- **WHAT THE TASK REQUIRES**
Scan the records and identify every line in which the string "crowd" occurs, then return those lines.

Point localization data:
'''

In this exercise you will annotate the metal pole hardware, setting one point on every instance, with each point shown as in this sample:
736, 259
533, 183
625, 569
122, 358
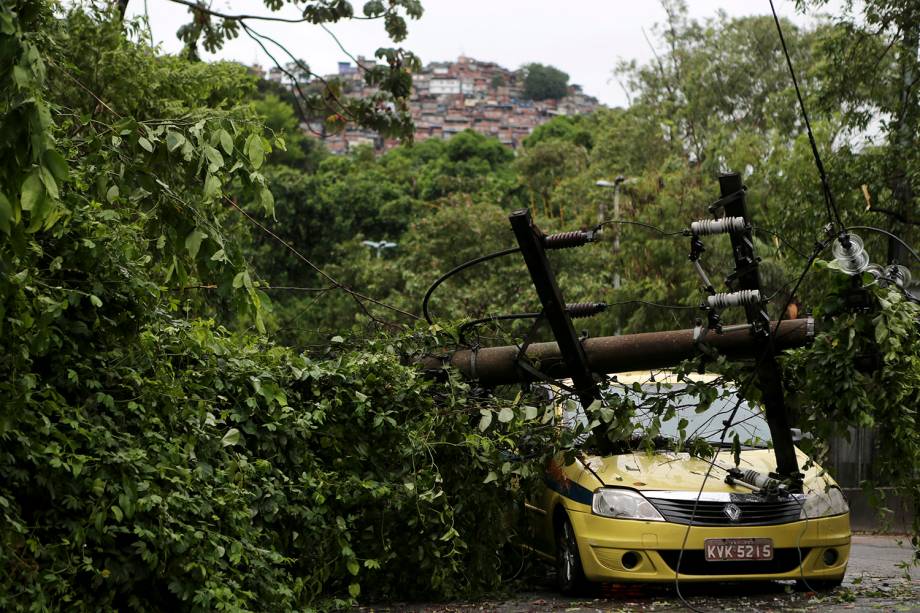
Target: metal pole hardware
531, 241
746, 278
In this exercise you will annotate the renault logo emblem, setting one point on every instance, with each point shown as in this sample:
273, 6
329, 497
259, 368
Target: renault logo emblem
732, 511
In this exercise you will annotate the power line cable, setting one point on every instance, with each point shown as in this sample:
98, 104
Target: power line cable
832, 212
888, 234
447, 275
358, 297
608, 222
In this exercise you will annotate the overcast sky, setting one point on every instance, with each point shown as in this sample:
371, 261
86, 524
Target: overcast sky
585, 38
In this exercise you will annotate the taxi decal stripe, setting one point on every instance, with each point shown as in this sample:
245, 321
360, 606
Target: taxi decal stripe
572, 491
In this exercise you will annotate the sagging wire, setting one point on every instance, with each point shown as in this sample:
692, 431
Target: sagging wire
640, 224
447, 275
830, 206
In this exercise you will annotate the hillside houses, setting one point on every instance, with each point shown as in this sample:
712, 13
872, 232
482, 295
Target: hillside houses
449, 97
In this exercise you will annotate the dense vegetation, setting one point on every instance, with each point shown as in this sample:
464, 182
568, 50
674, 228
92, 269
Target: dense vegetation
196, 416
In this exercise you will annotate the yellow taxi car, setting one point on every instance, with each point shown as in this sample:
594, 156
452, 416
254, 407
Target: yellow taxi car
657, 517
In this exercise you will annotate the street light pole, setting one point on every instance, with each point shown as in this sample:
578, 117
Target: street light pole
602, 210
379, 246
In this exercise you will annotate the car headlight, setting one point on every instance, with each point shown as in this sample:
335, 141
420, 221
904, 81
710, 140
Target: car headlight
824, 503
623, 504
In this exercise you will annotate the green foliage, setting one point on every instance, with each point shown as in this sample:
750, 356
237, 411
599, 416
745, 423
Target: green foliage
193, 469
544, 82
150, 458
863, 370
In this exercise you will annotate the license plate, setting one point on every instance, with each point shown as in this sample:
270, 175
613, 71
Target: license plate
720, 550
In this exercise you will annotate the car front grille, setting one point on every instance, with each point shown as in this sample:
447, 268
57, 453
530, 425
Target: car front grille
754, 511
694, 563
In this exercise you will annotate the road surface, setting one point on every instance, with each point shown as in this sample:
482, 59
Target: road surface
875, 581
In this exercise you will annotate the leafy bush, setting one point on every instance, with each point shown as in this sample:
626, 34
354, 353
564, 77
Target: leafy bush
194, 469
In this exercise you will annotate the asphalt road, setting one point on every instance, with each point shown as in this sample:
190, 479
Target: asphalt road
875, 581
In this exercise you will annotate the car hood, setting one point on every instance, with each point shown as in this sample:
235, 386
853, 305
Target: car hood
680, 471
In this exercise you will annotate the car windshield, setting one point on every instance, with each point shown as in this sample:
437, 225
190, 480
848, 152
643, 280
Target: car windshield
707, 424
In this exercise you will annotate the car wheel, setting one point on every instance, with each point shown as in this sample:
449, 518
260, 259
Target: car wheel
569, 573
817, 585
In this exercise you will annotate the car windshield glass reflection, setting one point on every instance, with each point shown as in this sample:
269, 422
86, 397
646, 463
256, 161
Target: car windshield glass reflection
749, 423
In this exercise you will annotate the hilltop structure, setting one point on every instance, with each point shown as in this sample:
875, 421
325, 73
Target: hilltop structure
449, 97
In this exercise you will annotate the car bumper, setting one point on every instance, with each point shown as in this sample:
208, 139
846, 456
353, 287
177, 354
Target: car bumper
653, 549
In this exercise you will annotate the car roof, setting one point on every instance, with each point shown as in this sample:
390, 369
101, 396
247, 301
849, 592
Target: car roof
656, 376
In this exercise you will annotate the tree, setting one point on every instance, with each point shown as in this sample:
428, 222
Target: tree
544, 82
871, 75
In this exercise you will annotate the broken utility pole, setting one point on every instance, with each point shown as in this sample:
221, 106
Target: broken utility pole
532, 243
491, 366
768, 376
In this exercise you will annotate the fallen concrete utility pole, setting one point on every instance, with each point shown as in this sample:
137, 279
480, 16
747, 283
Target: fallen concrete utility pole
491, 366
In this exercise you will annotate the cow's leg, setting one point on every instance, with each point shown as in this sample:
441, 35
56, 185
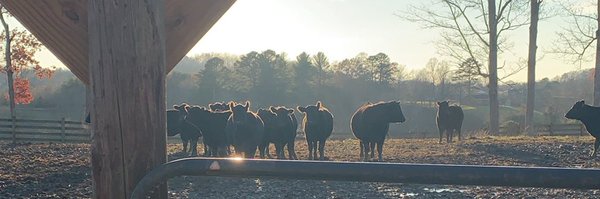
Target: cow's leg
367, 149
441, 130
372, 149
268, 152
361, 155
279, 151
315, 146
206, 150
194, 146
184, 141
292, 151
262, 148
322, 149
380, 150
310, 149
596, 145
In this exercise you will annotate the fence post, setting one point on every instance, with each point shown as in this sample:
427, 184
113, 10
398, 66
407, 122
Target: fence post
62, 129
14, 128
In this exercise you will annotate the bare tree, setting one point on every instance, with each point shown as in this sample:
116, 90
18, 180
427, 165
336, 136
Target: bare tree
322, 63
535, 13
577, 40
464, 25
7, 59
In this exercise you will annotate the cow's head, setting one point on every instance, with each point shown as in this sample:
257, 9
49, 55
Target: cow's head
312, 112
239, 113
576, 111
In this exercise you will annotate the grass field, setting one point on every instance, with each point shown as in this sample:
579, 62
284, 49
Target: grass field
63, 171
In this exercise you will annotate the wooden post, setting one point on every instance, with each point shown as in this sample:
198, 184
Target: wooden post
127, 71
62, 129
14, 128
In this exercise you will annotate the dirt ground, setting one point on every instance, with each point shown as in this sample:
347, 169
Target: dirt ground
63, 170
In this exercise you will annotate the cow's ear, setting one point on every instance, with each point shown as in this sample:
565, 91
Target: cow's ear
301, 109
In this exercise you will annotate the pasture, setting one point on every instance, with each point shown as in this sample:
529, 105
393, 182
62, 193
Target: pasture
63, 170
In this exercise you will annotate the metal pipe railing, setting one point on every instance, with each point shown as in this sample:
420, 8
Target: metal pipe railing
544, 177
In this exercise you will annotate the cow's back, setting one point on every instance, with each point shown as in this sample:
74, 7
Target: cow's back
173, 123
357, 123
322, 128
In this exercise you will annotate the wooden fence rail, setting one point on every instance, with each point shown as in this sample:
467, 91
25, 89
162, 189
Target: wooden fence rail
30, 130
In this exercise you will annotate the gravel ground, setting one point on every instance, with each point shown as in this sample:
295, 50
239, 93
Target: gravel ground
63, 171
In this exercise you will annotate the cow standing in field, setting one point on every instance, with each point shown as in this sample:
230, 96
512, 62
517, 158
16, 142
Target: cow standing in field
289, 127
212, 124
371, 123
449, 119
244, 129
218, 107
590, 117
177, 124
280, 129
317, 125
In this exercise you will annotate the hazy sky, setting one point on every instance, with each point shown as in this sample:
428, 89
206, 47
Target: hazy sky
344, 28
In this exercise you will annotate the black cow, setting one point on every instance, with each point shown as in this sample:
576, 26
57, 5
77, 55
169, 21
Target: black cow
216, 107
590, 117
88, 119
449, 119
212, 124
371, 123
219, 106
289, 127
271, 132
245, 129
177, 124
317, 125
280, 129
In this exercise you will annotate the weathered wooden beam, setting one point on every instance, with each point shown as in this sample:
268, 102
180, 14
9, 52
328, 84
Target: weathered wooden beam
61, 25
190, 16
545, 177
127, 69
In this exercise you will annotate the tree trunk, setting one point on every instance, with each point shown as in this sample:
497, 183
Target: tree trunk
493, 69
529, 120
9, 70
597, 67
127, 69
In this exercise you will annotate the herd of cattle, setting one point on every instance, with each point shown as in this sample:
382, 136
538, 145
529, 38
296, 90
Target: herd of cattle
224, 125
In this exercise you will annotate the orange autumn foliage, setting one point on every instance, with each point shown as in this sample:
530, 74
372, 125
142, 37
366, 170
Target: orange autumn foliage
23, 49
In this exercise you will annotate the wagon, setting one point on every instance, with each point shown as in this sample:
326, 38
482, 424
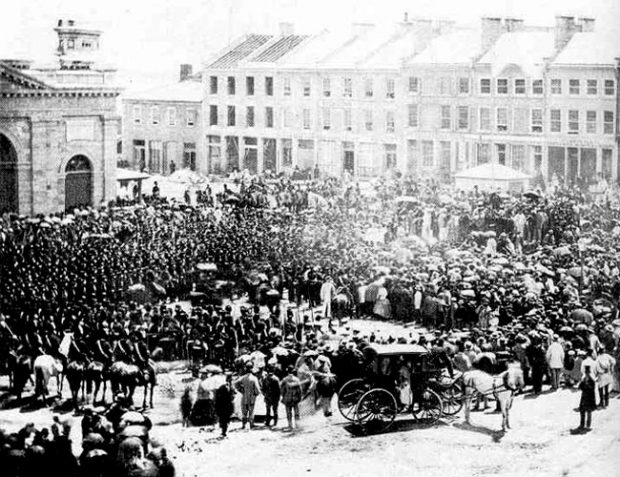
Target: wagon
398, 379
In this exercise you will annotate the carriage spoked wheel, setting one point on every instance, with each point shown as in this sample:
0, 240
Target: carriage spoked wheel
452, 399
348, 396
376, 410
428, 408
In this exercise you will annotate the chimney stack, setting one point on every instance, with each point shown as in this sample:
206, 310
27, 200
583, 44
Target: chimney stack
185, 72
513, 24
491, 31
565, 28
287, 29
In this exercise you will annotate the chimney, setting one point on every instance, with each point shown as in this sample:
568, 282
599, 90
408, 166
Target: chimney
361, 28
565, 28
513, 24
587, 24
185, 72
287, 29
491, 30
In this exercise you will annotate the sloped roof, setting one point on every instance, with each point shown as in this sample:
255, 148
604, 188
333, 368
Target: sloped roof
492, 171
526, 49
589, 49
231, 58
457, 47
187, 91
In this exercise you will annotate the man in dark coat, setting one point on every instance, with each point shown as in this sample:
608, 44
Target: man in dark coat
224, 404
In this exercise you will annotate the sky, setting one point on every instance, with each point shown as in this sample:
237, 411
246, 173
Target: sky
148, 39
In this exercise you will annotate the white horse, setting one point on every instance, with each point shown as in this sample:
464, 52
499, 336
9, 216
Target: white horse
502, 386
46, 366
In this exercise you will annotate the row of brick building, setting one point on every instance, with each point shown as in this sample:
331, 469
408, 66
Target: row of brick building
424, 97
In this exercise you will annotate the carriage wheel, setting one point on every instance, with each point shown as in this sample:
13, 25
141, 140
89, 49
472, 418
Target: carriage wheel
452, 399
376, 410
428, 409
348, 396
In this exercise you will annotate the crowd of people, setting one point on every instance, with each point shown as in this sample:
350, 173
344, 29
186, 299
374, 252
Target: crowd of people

'''

- **EXERCISE SOLUTION**
In this exercise you will annotate the crowd of people, setting one point on every instance, with each point shown as in this sample:
Target: crowd of people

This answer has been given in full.